**To be done**:
1 – In the circular primes page, rewrite the part between "for (int i=2;" and "PE0035::checkPrime(long long number)", inclusive, changing "m_Sieve" to "m_PrimeSieve".
2 – Answer these questions from the circular primes page:
(a) How many circular primes below 100 does the problem statement say there are?
(b) What value is assigned to m_MAX?
(c) According to the comment in getDigits, what digits come from 197, and in what order?

**Quoted passage**:
- - -
Problem 35 : Circular primes

The number, 197, is called a circular prime because all rotations of the digits: 197, 971, and 719, are themselves prime.

There are thirteen such primes below 100: 2, 3, 5, 7, 11, 13, 17, 31, 37, 71, 73, 79, and 97.

How many circular primes are there below one million?

#include <iostream>
#include <vector>
#include <set>
#include <iterator>
#include <cmath>
#include <ctime>
#include <cassert>

using namespace std;

// #define UNIT_TEST
// #define USE_DIGITS_VECTOR

class PE0035
{
private:
    static const int m_MAX = 1000000;  // one millions
 

    bool *m_Sieve;

    void createPrimeSieve();
    bool checkPrime(long long number);
    bool checkDigitZero(int number);
    vector<int> getDigits(long int number);
    long getNumberByDigits(vector<int>& digits);
    bool checkRotationDigits(long int number);

public:
    PE0035(
 
) { m_Sieve = new bool [m_MAX+1]; createPrimeSieve(); }
    ~PE0035() { delete [] m_Sieve; }

    int getCircularPrimes(int number);
};

// create a prime Sieve of Eratosthenes below max value
void PE0035::createPrimeSieve()
{
    memset(m_Sieve, true, (m_MAX+1)*sizeof(bool)); 

    m_Sieve[0] = m_Sieve[1] = false;

    for (int i=2; i<=(int)sqrt((double)m_MAX); i++) 
    {
        if (true == m_Sieve[i]) 
        {
            for (int j=i*i; j<m_MAX; j+=i)
            {
                m_Sieve[j] = false;
            }
        }
    }
}

bool PE0035::checkPrime(long long number)
{
    long double squareRoot=sqrtl((long double)number);

    if (number<2 || number%2 == 0 && number>2)
    {
        return false;
    }

    for(long int i=3;i<=(long long)squareRoot;i+=2)  // 3, 5, 7, ...(int)squareRoot
    {
        if (number % i == 0)
        {
            return false;
        }
    }

    return true;
}

vector<int> PE0035::getDigits(long int number)
{
    vector<int> digit_vec;

    while(number> 0)
    {
        digit_vec.push_back(number%10);  // 197 => reverse digits: 7, 9, 1
        number /= 10; 
    }

    return digit_vec;
}

long PE0035::getNumberByDigits(vector<int>& digits)
{
    vector<int>::reverse_iterator iter=digits.rbegin();
    long number = 0;

    while(iter!=digits.rend())                  
    {
        number = number*10 + *iter;  // digits: 7, 9, 1  => 197
        iter++;
    }

    return number;
}

bool PE0035::checkRotationDigits(long int number)
{
#ifdef USE_DIGITS_VECTOR

    if (number > 10)
- - -
**Raw data**:
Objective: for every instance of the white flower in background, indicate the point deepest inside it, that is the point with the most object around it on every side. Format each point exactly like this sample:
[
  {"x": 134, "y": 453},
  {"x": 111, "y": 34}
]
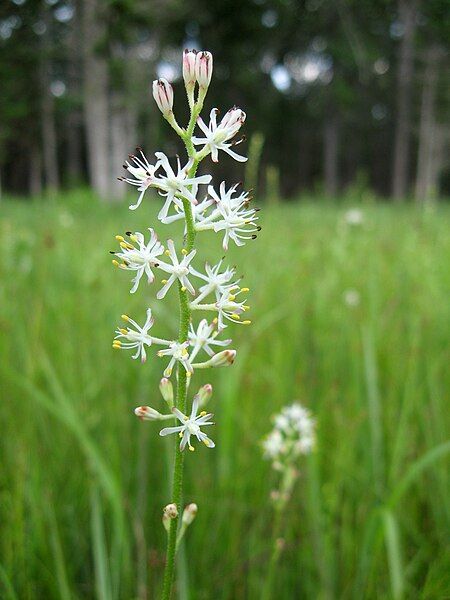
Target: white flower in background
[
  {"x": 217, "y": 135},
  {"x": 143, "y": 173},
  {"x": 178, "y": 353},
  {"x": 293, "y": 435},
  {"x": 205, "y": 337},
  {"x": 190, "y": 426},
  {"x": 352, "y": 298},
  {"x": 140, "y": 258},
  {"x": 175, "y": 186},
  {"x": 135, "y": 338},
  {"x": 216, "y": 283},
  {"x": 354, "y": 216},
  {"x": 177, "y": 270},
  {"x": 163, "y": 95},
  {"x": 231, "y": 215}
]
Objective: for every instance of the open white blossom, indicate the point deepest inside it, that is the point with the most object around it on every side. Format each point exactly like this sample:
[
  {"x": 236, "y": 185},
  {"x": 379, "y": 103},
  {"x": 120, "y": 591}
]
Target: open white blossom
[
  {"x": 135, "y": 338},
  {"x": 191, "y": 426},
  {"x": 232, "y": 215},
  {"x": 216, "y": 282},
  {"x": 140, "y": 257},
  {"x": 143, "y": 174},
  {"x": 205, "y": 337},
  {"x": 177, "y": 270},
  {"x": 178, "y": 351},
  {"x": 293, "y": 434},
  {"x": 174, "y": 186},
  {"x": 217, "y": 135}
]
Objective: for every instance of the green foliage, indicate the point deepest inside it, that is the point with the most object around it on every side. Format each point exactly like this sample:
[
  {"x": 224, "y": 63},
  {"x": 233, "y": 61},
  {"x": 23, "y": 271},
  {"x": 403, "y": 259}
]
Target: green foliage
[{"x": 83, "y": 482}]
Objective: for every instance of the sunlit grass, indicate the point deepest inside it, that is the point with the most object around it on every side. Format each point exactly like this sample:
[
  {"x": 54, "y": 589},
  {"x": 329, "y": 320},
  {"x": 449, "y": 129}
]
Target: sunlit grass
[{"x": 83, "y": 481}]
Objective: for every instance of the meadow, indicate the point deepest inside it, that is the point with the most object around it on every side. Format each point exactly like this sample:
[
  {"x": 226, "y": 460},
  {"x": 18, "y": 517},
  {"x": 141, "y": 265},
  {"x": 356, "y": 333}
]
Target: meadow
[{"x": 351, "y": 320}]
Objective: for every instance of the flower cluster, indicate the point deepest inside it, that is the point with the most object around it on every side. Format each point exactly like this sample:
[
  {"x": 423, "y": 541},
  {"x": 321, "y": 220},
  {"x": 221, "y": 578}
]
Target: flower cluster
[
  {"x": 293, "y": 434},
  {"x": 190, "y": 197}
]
- - -
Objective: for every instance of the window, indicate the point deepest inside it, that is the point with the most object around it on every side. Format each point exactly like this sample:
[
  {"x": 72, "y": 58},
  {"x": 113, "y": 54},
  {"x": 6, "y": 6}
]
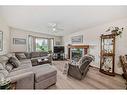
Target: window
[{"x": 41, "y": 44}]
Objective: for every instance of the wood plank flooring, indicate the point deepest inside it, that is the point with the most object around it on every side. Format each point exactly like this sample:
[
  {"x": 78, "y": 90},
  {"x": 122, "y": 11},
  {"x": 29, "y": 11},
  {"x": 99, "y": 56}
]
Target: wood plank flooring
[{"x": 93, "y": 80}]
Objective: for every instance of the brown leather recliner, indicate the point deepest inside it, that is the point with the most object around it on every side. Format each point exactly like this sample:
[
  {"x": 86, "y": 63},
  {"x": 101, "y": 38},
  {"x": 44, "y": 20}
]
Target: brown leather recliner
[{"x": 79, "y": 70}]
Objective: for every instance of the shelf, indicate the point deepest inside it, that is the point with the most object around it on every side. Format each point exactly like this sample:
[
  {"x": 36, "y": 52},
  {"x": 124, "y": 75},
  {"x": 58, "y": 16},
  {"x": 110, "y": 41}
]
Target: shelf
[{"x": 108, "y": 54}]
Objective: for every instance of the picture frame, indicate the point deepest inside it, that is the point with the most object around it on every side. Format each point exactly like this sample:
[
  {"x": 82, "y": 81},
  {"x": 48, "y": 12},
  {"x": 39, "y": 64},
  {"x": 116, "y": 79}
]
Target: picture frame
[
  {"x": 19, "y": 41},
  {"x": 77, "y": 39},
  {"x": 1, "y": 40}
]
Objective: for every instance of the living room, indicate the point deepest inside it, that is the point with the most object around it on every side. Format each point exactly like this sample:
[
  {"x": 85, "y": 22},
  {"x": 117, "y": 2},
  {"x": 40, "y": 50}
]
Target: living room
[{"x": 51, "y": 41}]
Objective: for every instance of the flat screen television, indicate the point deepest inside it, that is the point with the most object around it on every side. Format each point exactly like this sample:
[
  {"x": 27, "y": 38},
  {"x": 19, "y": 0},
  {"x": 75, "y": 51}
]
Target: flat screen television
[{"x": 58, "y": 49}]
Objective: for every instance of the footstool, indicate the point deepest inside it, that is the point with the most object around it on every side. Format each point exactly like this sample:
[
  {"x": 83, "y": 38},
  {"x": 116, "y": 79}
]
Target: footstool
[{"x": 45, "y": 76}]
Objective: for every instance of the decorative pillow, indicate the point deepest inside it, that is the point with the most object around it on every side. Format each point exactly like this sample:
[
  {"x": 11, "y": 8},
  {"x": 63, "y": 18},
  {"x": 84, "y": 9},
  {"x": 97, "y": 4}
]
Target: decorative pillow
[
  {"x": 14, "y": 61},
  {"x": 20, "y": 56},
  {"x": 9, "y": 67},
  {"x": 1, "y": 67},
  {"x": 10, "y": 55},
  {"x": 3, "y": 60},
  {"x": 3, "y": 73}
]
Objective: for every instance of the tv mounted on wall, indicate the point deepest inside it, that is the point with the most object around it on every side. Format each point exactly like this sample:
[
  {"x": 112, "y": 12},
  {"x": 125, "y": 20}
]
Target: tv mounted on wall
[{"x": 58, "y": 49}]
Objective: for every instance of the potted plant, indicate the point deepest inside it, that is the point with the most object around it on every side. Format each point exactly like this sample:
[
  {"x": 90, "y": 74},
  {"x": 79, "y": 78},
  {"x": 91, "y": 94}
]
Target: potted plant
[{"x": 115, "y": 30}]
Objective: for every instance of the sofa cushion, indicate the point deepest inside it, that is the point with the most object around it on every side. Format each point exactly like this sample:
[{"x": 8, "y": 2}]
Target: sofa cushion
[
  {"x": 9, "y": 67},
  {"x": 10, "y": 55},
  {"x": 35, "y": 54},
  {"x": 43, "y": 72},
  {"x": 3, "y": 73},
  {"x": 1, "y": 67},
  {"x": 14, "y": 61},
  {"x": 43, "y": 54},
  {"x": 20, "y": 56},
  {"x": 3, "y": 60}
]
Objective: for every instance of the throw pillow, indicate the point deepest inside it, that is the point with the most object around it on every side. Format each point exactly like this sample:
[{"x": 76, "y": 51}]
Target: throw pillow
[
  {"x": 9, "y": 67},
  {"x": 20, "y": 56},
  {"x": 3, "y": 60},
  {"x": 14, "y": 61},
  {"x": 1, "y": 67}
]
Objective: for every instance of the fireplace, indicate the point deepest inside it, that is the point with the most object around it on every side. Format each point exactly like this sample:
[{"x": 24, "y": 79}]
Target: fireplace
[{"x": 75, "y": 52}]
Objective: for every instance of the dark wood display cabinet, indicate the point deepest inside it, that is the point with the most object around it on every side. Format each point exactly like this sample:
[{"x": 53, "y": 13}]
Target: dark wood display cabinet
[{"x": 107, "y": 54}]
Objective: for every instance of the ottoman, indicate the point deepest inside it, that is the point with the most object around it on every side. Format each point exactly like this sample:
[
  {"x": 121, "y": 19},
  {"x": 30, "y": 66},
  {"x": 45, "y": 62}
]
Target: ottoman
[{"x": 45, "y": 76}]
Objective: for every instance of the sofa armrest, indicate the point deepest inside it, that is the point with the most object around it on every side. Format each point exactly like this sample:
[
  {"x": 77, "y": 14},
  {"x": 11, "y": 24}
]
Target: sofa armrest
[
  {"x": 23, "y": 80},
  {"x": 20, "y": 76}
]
- - -
**Answers below**:
1 –
for (int i=2; i<=(int)sqrt((double)m_MAX); i++) 
    {
        if (true == m_PrimeSieve[i]) 
        {
            for (int j=i*i; j<m_MAX; j+=i)
            {
                m_PrimeSieve[j] = false;
            }
        }
    }
}

bool PE0035::checkPrime(long long number)

2 –
(a) Thirteen.
(b) 1000000 (one million).
(c) 7, 9, 1 (the digits reversed).